STUDY MATERIAL: Begin

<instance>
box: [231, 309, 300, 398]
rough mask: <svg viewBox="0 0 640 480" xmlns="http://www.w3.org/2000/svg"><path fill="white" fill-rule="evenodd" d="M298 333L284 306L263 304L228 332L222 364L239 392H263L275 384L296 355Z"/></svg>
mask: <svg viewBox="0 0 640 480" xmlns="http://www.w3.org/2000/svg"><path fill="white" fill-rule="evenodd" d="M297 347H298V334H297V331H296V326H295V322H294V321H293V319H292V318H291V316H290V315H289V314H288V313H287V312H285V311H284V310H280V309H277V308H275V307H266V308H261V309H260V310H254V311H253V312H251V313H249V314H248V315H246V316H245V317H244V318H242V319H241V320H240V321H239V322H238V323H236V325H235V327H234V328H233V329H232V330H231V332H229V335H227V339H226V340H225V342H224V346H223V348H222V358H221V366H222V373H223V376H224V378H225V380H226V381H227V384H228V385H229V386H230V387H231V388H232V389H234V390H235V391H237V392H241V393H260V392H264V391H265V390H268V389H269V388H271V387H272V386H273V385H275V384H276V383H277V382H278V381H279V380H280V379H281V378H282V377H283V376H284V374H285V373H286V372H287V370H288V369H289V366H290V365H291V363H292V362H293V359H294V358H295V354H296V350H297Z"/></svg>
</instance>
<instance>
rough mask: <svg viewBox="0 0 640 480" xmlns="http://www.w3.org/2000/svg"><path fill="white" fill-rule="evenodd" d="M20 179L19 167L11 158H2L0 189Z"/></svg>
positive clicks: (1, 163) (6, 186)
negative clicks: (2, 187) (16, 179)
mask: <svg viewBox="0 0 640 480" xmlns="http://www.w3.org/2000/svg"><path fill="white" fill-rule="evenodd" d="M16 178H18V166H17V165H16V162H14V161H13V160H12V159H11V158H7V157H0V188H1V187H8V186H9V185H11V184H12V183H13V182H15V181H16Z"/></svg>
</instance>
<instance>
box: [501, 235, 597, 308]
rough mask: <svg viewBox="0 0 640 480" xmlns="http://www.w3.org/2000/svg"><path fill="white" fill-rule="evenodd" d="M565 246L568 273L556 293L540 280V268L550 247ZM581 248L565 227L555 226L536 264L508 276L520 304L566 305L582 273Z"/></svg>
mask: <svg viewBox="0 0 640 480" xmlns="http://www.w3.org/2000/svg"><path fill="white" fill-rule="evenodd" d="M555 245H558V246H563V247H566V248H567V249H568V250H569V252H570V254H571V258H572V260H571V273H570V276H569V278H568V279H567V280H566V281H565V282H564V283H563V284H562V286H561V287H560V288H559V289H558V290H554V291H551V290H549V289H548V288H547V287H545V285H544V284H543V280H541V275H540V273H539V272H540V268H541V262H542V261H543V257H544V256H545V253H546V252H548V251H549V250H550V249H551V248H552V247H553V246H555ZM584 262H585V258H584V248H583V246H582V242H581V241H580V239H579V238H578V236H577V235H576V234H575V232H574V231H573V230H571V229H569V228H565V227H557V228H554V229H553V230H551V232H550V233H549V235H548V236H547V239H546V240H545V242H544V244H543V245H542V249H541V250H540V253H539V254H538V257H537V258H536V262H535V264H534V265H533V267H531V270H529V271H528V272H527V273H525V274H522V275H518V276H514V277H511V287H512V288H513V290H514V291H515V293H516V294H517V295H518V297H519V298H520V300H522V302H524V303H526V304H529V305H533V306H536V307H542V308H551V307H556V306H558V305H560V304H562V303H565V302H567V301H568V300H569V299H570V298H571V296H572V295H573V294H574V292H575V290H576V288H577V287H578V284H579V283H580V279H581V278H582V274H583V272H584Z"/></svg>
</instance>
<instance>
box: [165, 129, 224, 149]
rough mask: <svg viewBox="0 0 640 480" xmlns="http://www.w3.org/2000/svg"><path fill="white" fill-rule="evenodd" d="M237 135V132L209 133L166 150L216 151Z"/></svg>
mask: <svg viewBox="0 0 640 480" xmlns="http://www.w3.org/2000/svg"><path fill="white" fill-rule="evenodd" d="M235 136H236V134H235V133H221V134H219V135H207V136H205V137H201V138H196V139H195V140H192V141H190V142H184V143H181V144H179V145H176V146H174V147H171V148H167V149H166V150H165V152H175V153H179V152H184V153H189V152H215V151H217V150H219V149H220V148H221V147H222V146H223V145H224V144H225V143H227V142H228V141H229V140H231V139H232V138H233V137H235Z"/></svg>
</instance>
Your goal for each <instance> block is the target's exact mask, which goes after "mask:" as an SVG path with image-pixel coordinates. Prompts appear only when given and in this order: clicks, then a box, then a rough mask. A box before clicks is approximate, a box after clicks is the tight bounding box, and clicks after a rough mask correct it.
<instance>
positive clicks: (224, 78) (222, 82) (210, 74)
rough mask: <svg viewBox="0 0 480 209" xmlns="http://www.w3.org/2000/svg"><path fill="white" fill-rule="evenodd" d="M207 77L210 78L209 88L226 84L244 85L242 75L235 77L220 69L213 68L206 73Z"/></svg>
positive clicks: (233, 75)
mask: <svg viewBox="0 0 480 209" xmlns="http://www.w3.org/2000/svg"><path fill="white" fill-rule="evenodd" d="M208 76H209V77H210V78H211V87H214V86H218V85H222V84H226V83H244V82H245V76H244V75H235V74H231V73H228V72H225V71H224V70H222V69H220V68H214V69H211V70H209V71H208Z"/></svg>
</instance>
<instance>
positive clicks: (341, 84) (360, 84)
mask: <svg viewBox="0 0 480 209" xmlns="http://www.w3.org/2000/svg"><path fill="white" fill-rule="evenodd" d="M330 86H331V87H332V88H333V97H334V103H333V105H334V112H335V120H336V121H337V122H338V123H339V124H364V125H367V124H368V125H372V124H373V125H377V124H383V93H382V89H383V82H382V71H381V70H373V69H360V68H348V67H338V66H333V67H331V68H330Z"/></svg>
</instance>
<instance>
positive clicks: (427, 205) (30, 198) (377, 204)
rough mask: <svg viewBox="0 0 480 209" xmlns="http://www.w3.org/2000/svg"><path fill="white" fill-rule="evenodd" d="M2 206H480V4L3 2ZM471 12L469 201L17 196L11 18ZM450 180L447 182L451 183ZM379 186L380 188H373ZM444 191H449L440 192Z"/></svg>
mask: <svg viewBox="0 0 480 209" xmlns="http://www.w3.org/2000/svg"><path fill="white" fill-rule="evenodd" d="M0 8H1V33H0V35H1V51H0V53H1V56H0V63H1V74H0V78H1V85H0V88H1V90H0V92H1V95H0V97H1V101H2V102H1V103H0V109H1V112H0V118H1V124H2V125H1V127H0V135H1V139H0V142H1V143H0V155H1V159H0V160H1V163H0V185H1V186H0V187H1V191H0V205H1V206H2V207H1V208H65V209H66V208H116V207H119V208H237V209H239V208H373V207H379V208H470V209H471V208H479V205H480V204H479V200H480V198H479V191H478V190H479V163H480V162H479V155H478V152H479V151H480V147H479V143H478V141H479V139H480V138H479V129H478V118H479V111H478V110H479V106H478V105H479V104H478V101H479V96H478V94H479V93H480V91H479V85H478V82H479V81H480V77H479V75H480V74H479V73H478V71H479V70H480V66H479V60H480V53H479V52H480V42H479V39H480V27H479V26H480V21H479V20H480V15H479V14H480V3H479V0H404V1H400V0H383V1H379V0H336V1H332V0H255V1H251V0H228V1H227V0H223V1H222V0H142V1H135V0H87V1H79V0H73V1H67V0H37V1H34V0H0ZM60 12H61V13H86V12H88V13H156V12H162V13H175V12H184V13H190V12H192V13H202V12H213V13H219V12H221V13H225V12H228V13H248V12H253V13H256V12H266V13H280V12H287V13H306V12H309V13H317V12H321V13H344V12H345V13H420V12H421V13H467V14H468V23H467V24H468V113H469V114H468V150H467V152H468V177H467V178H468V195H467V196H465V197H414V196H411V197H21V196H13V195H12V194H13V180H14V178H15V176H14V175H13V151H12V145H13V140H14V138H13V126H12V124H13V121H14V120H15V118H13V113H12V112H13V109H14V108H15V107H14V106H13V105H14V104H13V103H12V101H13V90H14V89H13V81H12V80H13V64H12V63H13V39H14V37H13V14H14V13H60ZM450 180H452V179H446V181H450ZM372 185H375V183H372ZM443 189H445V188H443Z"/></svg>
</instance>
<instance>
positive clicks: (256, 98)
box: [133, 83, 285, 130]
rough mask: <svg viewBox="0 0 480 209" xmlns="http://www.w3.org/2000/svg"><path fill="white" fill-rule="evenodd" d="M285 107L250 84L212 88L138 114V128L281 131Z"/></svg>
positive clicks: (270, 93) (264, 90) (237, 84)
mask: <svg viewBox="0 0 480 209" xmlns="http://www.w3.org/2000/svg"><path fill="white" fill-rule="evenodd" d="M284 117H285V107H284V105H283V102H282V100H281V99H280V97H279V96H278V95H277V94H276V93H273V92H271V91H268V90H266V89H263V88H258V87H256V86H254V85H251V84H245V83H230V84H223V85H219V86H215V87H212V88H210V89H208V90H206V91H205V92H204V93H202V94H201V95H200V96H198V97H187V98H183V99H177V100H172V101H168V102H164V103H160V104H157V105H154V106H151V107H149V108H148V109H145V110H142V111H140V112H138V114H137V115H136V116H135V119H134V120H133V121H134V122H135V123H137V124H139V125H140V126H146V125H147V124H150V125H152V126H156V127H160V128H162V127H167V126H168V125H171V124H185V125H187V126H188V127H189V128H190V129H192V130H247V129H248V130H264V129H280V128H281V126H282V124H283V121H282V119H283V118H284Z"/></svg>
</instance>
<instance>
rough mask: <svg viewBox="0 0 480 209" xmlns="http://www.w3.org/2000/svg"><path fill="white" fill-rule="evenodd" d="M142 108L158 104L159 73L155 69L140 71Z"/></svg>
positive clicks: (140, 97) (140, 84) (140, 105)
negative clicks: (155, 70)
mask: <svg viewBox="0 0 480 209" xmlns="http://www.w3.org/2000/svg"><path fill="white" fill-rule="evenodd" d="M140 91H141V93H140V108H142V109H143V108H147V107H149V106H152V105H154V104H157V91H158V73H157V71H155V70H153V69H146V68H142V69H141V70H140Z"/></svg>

STUDY MATERIAL: End

WHAT TO DO:
Reproduce verbatim the lines from the start of the items through the line that contains "333L284 306L263 304L228", both ends included.

RESULT:
<instance>
box: [231, 309, 300, 398]
rough mask: <svg viewBox="0 0 640 480" xmlns="http://www.w3.org/2000/svg"><path fill="white" fill-rule="evenodd" d="M298 333L284 306L263 304L228 332L222 364L239 392H263L275 384L296 355Z"/></svg>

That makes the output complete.